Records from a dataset

****************

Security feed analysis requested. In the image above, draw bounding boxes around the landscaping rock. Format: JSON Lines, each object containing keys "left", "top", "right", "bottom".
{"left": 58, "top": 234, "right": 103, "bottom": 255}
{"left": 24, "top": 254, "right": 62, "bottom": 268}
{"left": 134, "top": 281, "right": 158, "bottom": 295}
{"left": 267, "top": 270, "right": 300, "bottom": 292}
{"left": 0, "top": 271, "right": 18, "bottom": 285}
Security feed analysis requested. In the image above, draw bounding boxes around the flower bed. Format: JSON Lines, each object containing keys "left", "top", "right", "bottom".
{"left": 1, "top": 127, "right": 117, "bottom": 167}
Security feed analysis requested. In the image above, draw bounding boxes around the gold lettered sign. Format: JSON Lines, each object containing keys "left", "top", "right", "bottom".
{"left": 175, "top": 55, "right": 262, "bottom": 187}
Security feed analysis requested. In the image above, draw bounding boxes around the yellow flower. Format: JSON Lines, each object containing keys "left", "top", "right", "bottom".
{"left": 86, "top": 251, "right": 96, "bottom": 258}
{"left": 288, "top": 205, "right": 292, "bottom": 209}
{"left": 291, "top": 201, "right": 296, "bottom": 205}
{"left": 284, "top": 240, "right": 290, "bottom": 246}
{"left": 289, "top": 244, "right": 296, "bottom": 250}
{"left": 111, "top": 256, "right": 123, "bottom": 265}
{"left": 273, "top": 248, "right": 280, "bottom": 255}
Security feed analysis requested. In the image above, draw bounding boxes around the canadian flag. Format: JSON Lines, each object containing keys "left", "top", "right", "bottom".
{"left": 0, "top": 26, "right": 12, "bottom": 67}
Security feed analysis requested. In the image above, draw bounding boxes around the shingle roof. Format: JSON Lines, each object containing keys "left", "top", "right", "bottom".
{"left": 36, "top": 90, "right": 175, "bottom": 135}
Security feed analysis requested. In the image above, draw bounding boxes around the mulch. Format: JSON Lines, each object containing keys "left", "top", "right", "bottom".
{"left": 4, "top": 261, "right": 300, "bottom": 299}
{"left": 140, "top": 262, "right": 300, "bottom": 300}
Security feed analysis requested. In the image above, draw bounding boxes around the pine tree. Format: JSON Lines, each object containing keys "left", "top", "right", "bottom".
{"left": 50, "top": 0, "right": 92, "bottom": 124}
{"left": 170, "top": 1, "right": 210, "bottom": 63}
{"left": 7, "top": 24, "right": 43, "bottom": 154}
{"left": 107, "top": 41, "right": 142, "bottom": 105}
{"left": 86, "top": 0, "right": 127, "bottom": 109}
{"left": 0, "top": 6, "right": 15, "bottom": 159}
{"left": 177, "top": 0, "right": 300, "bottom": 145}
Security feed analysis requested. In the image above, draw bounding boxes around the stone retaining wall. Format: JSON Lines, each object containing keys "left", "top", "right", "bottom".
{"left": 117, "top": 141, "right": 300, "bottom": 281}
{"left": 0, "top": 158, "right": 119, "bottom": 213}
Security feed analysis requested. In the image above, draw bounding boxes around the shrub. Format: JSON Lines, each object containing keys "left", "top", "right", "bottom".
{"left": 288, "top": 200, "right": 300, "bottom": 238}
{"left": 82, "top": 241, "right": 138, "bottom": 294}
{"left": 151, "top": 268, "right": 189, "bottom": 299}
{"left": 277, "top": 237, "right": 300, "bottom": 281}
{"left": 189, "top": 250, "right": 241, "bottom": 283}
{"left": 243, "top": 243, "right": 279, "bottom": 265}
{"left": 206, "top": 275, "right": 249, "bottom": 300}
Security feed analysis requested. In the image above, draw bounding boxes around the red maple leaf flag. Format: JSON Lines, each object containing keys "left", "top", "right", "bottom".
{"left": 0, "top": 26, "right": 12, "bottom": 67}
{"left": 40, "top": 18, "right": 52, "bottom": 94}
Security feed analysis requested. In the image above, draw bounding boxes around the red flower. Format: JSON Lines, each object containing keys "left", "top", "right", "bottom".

****************

▶ _Exercise description_
Your answer should be all of the records, transcribed exactly.

▶ _Solution_
Security feed analysis requested. In the image above, draw bounding boxes around the landscaping rock. Format: JSON Lines, each object containing keys "left", "top", "right", "bottom".
{"left": 58, "top": 234, "right": 103, "bottom": 255}
{"left": 24, "top": 254, "right": 62, "bottom": 268}
{"left": 134, "top": 281, "right": 158, "bottom": 295}
{"left": 267, "top": 270, "right": 300, "bottom": 292}
{"left": 0, "top": 271, "right": 18, "bottom": 285}
Security feed analysis requested. In the image above, draw bounding boxes around the flower bed. Format: JSON Lines, each object containing keys "left", "top", "right", "bottom".
{"left": 1, "top": 127, "right": 117, "bottom": 167}
Security feed analysis requested. In the image above, draw bounding boxes around the gold lettered sign. Format: JSON Lines, each object containing keys "left", "top", "right", "bottom".
{"left": 175, "top": 55, "right": 262, "bottom": 187}
Security feed analysis requested. In the image above, draw bounding boxes around the yellow flower. Format: JSON Lines, each object containing keys "left", "top", "right", "bottom".
{"left": 86, "top": 251, "right": 96, "bottom": 258}
{"left": 288, "top": 205, "right": 292, "bottom": 209}
{"left": 291, "top": 201, "right": 296, "bottom": 205}
{"left": 284, "top": 240, "right": 290, "bottom": 246}
{"left": 289, "top": 244, "right": 296, "bottom": 250}
{"left": 111, "top": 256, "right": 123, "bottom": 265}
{"left": 273, "top": 248, "right": 280, "bottom": 255}
Security feed analysis requested. In the image above, draw bounding boxes around the canadian flag. Format: JSON Lines, each object containing keys "left", "top", "right", "bottom".
{"left": 0, "top": 26, "right": 12, "bottom": 67}
Security feed analysis requested. In the image above, draw bounding boxes around the shingle roof. Format: JSON Lines, each object containing keys "left", "top", "right", "bottom".
{"left": 36, "top": 90, "right": 175, "bottom": 135}
Security feed analysis requested. In the image above, draw bounding boxes around the mulch. Format: JSON Lines, each object containing keys "left", "top", "right", "bottom".
{"left": 4, "top": 261, "right": 300, "bottom": 299}
{"left": 140, "top": 262, "right": 300, "bottom": 300}
Security feed analysis requested. In the image above, draw bounding boxes around the pine tree. Format: JSON Lines, each object containing keys "left", "top", "right", "bottom".
{"left": 50, "top": 0, "right": 92, "bottom": 124}
{"left": 170, "top": 1, "right": 210, "bottom": 63}
{"left": 7, "top": 24, "right": 43, "bottom": 154}
{"left": 107, "top": 41, "right": 142, "bottom": 105}
{"left": 86, "top": 0, "right": 127, "bottom": 109}
{"left": 0, "top": 6, "right": 15, "bottom": 159}
{"left": 177, "top": 0, "right": 300, "bottom": 145}
Security feed analysis requested. In the image above, draw bounding boxes around the stone retaining wall. Format: JSON Lines, each object containing keys "left", "top", "right", "bottom".
{"left": 117, "top": 141, "right": 300, "bottom": 281}
{"left": 0, "top": 158, "right": 119, "bottom": 213}
Security feed analysis requested. In the image above, draw bounding boxes around the shrub. Format: JSON Lines, each object containing keys "left", "top", "right", "bottom".
{"left": 288, "top": 200, "right": 300, "bottom": 238}
{"left": 82, "top": 241, "right": 138, "bottom": 294}
{"left": 151, "top": 268, "right": 189, "bottom": 299}
{"left": 277, "top": 237, "right": 300, "bottom": 281}
{"left": 189, "top": 250, "right": 241, "bottom": 283}
{"left": 243, "top": 243, "right": 279, "bottom": 265}
{"left": 206, "top": 275, "right": 249, "bottom": 300}
Security feed analysis requested. In the image above, draw bounding boxes around the red maple leaf flag. Format: JSON Lines, each object containing keys "left", "top", "right", "bottom".
{"left": 0, "top": 26, "right": 12, "bottom": 67}
{"left": 40, "top": 18, "right": 52, "bottom": 94}
Security feed analysis requested. In the image above, draw bounding boxes around the red flower. Format: JSON Lines, each object containing keys "left", "top", "right", "bottom".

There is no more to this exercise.